_Instruction_.
Reproduce the lines starting at the line containing "[segment] turquoise sea water" and ending at the end of the records, replacing "mask" with "shape" and leaving everything else unchanged. Omit the pictures from your answer.

━━━━━━━━━━

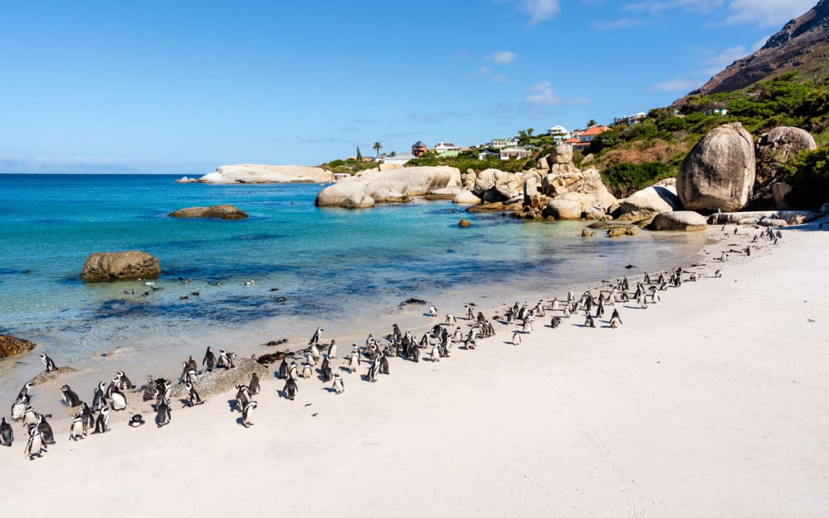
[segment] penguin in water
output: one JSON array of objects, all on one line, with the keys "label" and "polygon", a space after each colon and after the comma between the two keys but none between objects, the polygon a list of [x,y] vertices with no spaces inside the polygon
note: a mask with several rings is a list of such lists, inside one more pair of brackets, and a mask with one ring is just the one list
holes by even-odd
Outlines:
[{"label": "penguin in water", "polygon": [[144,395],[141,397],[142,401],[149,401],[155,398],[155,381],[153,380],[153,376],[147,376],[147,385],[143,386]]},{"label": "penguin in water", "polygon": [[63,403],[69,408],[73,408],[80,405],[80,398],[75,394],[71,389],[69,388],[68,385],[65,385],[61,387],[61,394],[63,395]]},{"label": "penguin in water", "polygon": [[75,412],[72,418],[72,424],[69,426],[69,440],[78,441],[86,438],[86,423],[80,412]]},{"label": "penguin in water", "polygon": [[201,360],[201,366],[207,367],[207,372],[212,372],[213,367],[216,366],[216,355],[213,351],[210,350],[210,346],[207,346],[207,351],[205,352],[205,357]]},{"label": "penguin in water", "polygon": [[201,400],[201,396],[200,396],[199,393],[196,391],[196,388],[193,386],[192,383],[185,383],[184,390],[187,392],[187,401],[191,407],[204,403],[204,401]]},{"label": "penguin in water", "polygon": [[109,431],[109,409],[104,407],[98,413],[98,419],[95,419],[95,427],[92,433],[105,433]]},{"label": "penguin in water", "polygon": [[36,457],[40,457],[43,452],[46,451],[46,444],[43,443],[43,436],[36,424],[29,426],[29,440],[26,443],[26,450],[23,454],[29,457],[30,461],[35,460]]},{"label": "penguin in water", "polygon": [[242,426],[245,428],[250,428],[254,425],[250,422],[250,418],[254,415],[254,409],[259,406],[259,403],[255,401],[250,401],[245,405],[245,409],[242,410]]},{"label": "penguin in water", "polygon": [[156,407],[156,424],[158,428],[166,426],[170,424],[170,418],[172,417],[172,412],[170,411],[170,405],[167,403],[167,399],[162,398],[161,404]]},{"label": "penguin in water", "polygon": [[41,355],[41,361],[42,361],[43,365],[46,366],[46,372],[52,372],[53,370],[57,370],[57,366],[55,365],[55,362],[52,361],[51,358],[46,356],[45,354]]},{"label": "penguin in water", "polygon": [[613,314],[610,315],[610,327],[616,329],[621,325],[622,319],[619,317],[619,312],[614,309]]},{"label": "penguin in water", "polygon": [[334,394],[340,395],[346,391],[346,385],[342,381],[342,377],[339,374],[334,375],[334,383],[331,385],[334,390]]},{"label": "penguin in water", "polygon": [[14,430],[12,425],[6,421],[6,418],[0,420],[0,446],[12,446],[14,442]]},{"label": "penguin in water", "polygon": [[55,434],[52,433],[51,426],[46,421],[46,418],[41,414],[37,416],[37,429],[41,432],[44,444],[54,444]]},{"label": "penguin in water", "polygon": [[116,412],[127,408],[127,396],[117,386],[112,390],[110,400],[112,401],[112,409]]},{"label": "penguin in water", "polygon": [[133,417],[129,418],[129,426],[133,428],[138,428],[144,424],[144,418],[140,414],[136,414]]},{"label": "penguin in water", "polygon": [[285,396],[290,399],[293,400],[293,398],[297,396],[297,393],[299,392],[299,389],[297,387],[297,382],[293,378],[288,378],[285,381],[285,386],[283,387],[282,391],[285,393]]}]

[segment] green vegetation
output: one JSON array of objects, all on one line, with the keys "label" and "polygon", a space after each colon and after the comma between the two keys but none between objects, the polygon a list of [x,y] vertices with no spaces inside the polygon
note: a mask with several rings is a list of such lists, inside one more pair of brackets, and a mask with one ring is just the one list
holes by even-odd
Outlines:
[{"label": "green vegetation", "polygon": [[829,200],[829,148],[802,151],[783,171],[792,184],[786,201],[793,206],[817,210]]}]

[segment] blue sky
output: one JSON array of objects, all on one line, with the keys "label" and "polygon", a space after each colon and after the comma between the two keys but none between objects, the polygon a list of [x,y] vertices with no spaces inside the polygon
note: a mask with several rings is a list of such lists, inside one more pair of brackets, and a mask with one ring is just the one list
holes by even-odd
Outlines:
[{"label": "blue sky", "polygon": [[816,2],[4,2],[0,171],[315,165],[608,123]]}]

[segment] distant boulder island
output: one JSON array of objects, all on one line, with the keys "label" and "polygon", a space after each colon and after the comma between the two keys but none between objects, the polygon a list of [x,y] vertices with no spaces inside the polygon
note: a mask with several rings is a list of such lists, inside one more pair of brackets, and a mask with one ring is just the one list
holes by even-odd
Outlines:
[{"label": "distant boulder island", "polygon": [[327,183],[333,181],[333,174],[321,167],[240,163],[221,166],[201,178],[183,177],[176,182],[177,183]]}]

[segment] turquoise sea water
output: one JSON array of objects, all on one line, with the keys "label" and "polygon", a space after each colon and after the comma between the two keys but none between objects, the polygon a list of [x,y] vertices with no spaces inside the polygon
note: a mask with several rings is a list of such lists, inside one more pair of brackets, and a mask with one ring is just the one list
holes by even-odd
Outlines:
[{"label": "turquoise sea water", "polygon": [[[468,214],[448,201],[320,209],[313,206],[318,185],[174,179],[0,175],[0,333],[82,360],[159,331],[183,336],[265,319],[360,318],[391,311],[410,297],[552,294],[631,271],[688,264],[704,243],[700,236],[647,232],[611,240],[600,231],[584,239],[582,223]],[[219,203],[234,204],[250,217],[167,215]],[[461,217],[473,226],[458,228]],[[163,274],[156,287],[163,290],[143,297],[142,282],[80,280],[90,253],[127,249],[159,259]],[[629,264],[637,269],[625,269]],[[246,286],[248,279],[255,283]],[[129,288],[136,294],[124,293]],[[201,296],[180,299],[194,291]]]}]

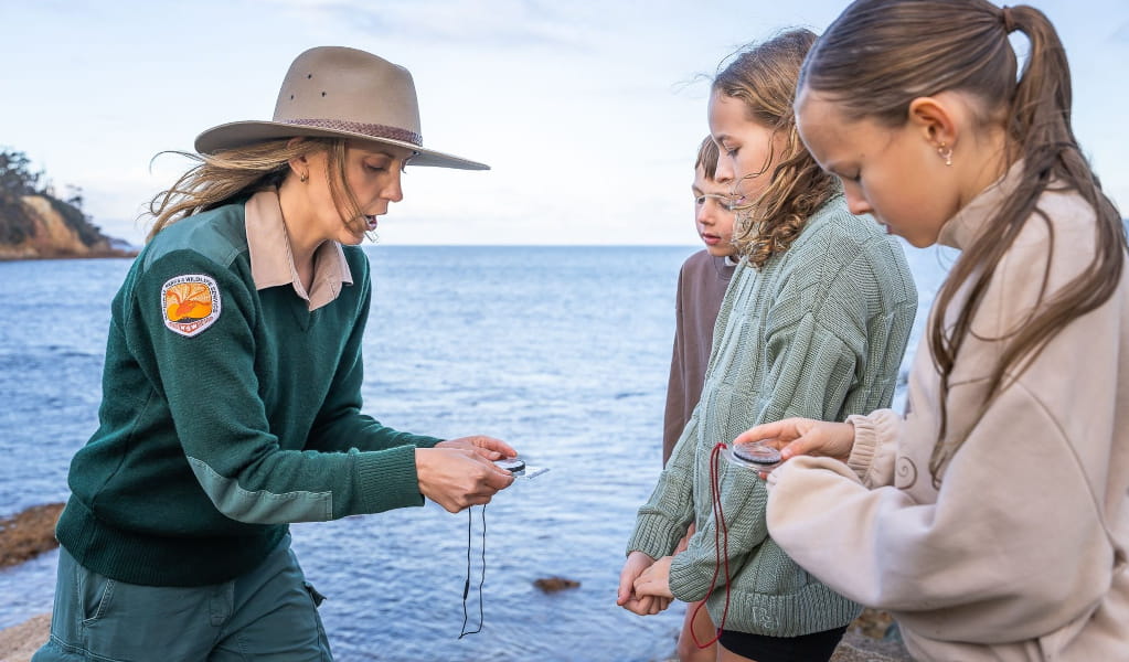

━━━━━━━━━━

_The completed task_.
[segment] turquoise sea water
output: one JSON array of objects, all on one line, with the keys "label" and "polygon", a space after each colon and after the comma between the two keys but none between objects, the polygon a list of [x,y] vertices with no spaces inside the polygon
note: a shape with several rings is a list of such lists, inside one more pair of brackets, and a shape with one ring is just the one list
holes by even-odd
Outlines:
[{"label": "turquoise sea water", "polygon": [[[468,214],[448,201],[320,209],[313,206],[318,185],[174,179],[0,175],[0,333],[82,360],[159,331],[183,336],[265,319],[360,318],[391,311],[410,297],[552,294],[631,271],[688,264],[704,243],[700,236],[647,232],[611,240],[600,231],[584,239],[582,223]],[[219,203],[234,204],[250,217],[167,215]],[[461,217],[473,226],[458,228]],[[163,274],[156,287],[163,290],[143,297],[142,282],[80,280],[90,253],[127,249],[159,259]],[[629,264],[637,269],[625,269]],[[246,286],[248,279],[255,283]],[[129,288],[136,294],[124,293]],[[201,296],[180,299],[194,291]]]}]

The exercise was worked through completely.